Every line of the data below should be printed exactly.
########
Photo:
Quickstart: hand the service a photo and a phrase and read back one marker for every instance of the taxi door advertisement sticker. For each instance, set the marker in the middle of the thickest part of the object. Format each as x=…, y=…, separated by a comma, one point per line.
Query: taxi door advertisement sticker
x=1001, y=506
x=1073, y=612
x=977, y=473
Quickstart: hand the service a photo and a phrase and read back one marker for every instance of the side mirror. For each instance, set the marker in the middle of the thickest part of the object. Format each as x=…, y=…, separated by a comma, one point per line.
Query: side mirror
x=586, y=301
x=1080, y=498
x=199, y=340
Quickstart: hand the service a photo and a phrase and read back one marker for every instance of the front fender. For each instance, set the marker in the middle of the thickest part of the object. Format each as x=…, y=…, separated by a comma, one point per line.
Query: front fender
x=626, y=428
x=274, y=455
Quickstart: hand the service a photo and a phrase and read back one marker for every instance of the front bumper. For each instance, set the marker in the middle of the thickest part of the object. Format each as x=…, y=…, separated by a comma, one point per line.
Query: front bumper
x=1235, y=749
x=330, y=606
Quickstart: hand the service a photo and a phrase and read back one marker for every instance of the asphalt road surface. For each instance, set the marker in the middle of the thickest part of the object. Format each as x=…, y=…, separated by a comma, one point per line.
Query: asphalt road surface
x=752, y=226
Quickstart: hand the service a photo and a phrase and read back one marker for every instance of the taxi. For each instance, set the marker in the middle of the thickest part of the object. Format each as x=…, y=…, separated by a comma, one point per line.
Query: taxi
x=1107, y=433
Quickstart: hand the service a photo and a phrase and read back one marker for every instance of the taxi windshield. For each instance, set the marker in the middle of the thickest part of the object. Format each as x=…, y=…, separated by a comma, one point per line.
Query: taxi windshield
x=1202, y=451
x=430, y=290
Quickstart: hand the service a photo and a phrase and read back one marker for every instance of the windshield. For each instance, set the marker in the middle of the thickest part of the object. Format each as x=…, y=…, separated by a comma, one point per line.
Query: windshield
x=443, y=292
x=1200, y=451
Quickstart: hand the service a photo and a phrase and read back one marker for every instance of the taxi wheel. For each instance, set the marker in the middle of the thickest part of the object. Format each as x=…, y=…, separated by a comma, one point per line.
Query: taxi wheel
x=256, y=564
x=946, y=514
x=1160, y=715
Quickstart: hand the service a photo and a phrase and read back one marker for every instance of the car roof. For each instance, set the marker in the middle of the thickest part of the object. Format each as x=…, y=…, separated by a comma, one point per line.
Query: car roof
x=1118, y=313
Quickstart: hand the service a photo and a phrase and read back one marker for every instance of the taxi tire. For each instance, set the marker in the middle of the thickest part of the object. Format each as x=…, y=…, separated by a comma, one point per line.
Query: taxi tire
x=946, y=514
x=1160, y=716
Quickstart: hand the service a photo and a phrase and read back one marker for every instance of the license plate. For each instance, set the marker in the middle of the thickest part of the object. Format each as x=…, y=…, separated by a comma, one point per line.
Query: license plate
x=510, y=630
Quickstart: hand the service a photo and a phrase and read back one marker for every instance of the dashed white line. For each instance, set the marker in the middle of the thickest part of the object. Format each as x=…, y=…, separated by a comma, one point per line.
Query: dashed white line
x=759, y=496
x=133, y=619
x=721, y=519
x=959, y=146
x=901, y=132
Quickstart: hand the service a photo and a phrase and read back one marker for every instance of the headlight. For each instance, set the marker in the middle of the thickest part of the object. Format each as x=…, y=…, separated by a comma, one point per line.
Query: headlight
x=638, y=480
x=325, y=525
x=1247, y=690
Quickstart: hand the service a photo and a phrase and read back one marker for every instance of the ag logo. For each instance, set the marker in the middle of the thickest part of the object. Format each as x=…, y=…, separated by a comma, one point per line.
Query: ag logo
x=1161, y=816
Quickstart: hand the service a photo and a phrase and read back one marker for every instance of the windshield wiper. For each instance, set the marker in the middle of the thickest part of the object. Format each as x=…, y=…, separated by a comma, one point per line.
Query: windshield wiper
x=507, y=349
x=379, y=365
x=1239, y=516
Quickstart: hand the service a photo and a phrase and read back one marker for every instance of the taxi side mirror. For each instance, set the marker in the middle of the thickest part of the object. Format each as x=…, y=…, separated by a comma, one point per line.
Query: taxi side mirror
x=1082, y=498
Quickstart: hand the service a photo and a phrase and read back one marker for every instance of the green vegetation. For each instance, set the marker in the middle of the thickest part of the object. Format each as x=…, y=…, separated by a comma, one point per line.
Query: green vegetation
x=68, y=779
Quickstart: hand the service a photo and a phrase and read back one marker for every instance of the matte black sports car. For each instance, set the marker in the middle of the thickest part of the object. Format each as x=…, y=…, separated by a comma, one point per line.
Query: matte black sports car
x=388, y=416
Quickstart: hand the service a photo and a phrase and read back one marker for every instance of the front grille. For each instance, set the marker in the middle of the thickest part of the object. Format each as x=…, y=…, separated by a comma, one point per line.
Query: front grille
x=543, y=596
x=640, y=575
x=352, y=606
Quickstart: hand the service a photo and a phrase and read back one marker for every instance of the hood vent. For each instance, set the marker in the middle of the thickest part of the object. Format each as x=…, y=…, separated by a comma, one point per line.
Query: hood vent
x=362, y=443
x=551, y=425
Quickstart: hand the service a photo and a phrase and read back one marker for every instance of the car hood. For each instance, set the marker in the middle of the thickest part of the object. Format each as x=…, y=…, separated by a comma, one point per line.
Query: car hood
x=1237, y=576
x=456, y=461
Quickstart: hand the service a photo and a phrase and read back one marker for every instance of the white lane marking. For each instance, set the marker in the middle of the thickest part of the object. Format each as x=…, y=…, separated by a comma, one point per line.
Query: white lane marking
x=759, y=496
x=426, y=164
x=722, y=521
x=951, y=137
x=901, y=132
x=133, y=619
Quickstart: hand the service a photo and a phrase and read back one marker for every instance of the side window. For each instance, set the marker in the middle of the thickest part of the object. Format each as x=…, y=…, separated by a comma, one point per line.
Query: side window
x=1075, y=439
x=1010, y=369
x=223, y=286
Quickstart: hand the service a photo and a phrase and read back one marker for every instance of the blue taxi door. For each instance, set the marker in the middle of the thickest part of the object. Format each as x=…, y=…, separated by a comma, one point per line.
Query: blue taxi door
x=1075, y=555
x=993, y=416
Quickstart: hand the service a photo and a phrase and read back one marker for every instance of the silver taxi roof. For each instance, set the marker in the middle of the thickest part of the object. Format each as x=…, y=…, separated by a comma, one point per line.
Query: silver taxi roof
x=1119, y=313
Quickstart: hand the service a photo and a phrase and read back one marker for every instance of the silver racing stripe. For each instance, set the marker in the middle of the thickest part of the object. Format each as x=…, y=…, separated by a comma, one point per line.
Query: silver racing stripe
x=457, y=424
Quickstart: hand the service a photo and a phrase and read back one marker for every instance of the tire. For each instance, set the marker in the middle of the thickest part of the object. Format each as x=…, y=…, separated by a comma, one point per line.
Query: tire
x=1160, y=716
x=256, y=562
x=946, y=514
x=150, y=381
########
■ THE COMPLETED TASK
Photo:
Quickstart: hand the service a photo and a phrase and read back one marker for every instance of the taxi door advertisement sticker. For each instance, set the marker in the middle of the thickest part of the object. Format each as x=…, y=…, separated by a comma, one point per line.
Query: taxi door advertisement sticker
x=1001, y=506
x=1073, y=612
x=977, y=473
Quickstart: hand the service a photo and a phrase and read back one marker for every instance of the side mirror. For each instance, set the marker in the middle of the thickest part of the object. Format each as x=…, y=…, separated by a comma, one point per line.
Query: side mirror
x=586, y=301
x=1080, y=498
x=199, y=340
Quickstart: hand the service a photo and a phrase and read back one marker for every instance of the front fender. For each instance, set the marker in the middle of the thickest part of the object. Format each as x=…, y=…, separated by a comma, one point per line.
Query: front fender
x=626, y=428
x=274, y=455
Quickstart: hand the service a photo and a phrase and read back one marker for every instance of the front bumper. For each instance, set the marker in the middle of the thickest part of the object. Format each as x=…, y=…, separated by a comma, one point per line.
Query: front bumper
x=1235, y=749
x=330, y=606
Quickstart: hand the service a photo and a phrase and read back one marker for every instance of the asphalt road surface. For each instance, set the marker in the middle of the thickest part of the object. Format each as x=…, y=…, separated by a comma, one point per line.
Query: asphalt road surface
x=752, y=226
Quickstart: hand the service a photo and a phrase and read back one marker for every instance of the taxi. For each instance, set the marker in the middle of the thickest part of the object. Format each as x=…, y=…, separated by a comma, one point per line.
Query: taxi
x=1107, y=433
Quickstart: hand the service a photo and a phrase and read back one marker for every instance of the taxi windshield. For each instance, set the marker in the middle of the thickest part of the object. Format each as x=…, y=…, separated by a comma, one point per line.
Query: taxi windshield
x=1202, y=451
x=430, y=290
Quickstart: hand the service a photo and a phrase and read back one marker for every instance of the windshield. For each instance, set the marker in the middle of the thickest part of the object. Format each as x=…, y=…, separated by a comma, one point per line.
Query: windshield
x=443, y=292
x=1200, y=451
Quickstart: hand the service a photo and a phrase and read back one marker for every instance of the taxi wheel. For each instance, set the marker in the middle of the thickest part of the object. Format each as x=…, y=…, separated by a comma, one point per line.
Query: taxi wheel
x=256, y=564
x=946, y=514
x=1160, y=715
Quickstart: hand the service a photo and a phrase and read back one marker for every instance of the car roof. For each instance, set the marker in the middle of the thickest part of the object. Format each as x=…, y=…, separated by a comma, one point per line.
Query: car roof
x=1118, y=313
Quickstart: hand the service a photo and a phrase and read back one marker for every instance of the taxi tire. For each instance, set the marker in the middle of the thickest part of the object. Format each as x=…, y=…, separated by a comma, one point per line.
Query: taxi tire
x=946, y=514
x=1160, y=716
Quickstart: hand the service a photo and a phrase and read back one marker for every instance of the license plate. For each instance, set the marker in the middle of the thickest part of the object. Format each as x=…, y=…, separated by a comma, one point per line.
Query: license plate
x=510, y=630
Quickstart: hand the service a photo and a phrase and read back one marker for every instance of the dashed white line. For each instance, set the marker in the middle of the thickest part of the object. Format each as x=…, y=…, separated by a comma, one point per line.
Query: dashed white line
x=759, y=496
x=133, y=619
x=721, y=519
x=959, y=146
x=901, y=132
Quickstart: hand the service a photo and a phrase and read back one marker for every instance of the headlight. For each instance, set the marker in the middle of the thickest part of the object. Format each as x=…, y=…, separated by a comma, one point per line.
Query: headlight
x=638, y=480
x=325, y=525
x=1247, y=690
Quickstart: hand the service a photo and a phrase and read back one marker for every instance of the ag logo. For each instance, set the marker in the middle of the thickest part of the object. Format each as x=…, y=…, separated by a comma, one point per line.
Query: ag logo
x=1161, y=816
Quickstart: hand the service a photo and a phrase and read back one marker for every instance of the windshield wiper. For each instance, set the marker in the middle of the thickest part of the object. Format each as x=…, y=…, separated by a comma, one point per line.
Query: windshield wiper
x=507, y=349
x=379, y=365
x=1239, y=516
Quickstart: hand the service a photo and a phrase and read back one marker for every instance of the taxi side mirror. For each instance, set the marker in the middle of the thickest part of the object. Format each as x=…, y=…, separated by a comma, one point per line.
Query: taxi side mirror
x=1082, y=498
Quickstart: hand the service a photo and a phrase and read back one marker for every instance of the green vegetation. For each instance, set the marker in the middle of the thickest part of the object. Format each as x=…, y=…, separated by a comma, one point per line.
Query: green vegetation
x=68, y=779
Quickstart: hand the service a photo and a phrase and read back one marker for every instance of the matte black sports car. For each instance, set the marker in the middle of the thickest part of the object. Format each as x=…, y=…, separated by a comma, one point per line.
Query: matte black sports car
x=388, y=416
Quickstart: hand the service a photo and a phrase and read back one marker for every instance of the front grille. For each instance, set the marker in the middle of the thickest part of the object. Format each as x=…, y=…, separated by a comma, one point per line.
Query: front grille
x=543, y=596
x=640, y=575
x=352, y=606
Quickstart: hand the service a photo and a phrase and read back one marker for every instance of the hood vent. For each instance, set the marker in the middle of the thickest part of the object. Format each as x=…, y=…, separated by a comma, one point per line.
Query: hood vent
x=362, y=443
x=551, y=425
Quickstart: hand the service a photo and a phrase and read back one marker for every instance of the car hood. For each instance, set the marker in the middle of the thickest part of the object. Format each as x=…, y=…, separated by a comma, one point per line.
Query: car hood
x=1237, y=576
x=456, y=461
Quickstart: hand the service a photo and a phrase and read back one marker for every instance of the white lane marking. For each instance, set the marker in the middle of the thickest part of the object. Format each as x=…, y=…, separated by a comma, one point per line.
Query: white lane marking
x=759, y=496
x=426, y=164
x=722, y=521
x=951, y=137
x=901, y=132
x=133, y=619
Quickstart: hand the service a photo and a phrase and read back one marker for every instance of the side window. For each instance, set the marker in the middle of the thickest part of the object. Format each as x=…, y=…, separated by a comma, one point per line.
Query: side window
x=1075, y=439
x=1010, y=369
x=223, y=286
Quickstart: hand the service a photo and a phrase and read back one marker for every instance of the blue taxi door. For each instance, set the marker in the middle of the thickest part of the object. Format each as x=…, y=…, separated by a comma, one point per line.
Query: blue taxi door
x=1075, y=555
x=993, y=416
Quickstart: hand the service a photo and a phrase and read back one marker for every instance of the silver taxi roof. For each instance, set the marker in the middle of the thickest part of the object. Format each as x=…, y=…, separated by a comma, one point per line.
Query: silver taxi roof
x=1119, y=313
Quickstart: hand the service a photo and a phrase and read back one marker for every instance of the silver racing stripe. For each instance, set the marker in the middle of the thickest part of the object. Format each as x=…, y=…, separated by a comma, one point per line.
Query: silver racing stripe
x=457, y=424
Quickstart: hand the service a photo and a phrase and read back one marker for every instance of the tire. For each instance, set the marker in the middle of the thickest part of the object. Format each as x=…, y=…, separated by a comma, one point per line.
Query: tire
x=1160, y=716
x=256, y=562
x=946, y=514
x=150, y=381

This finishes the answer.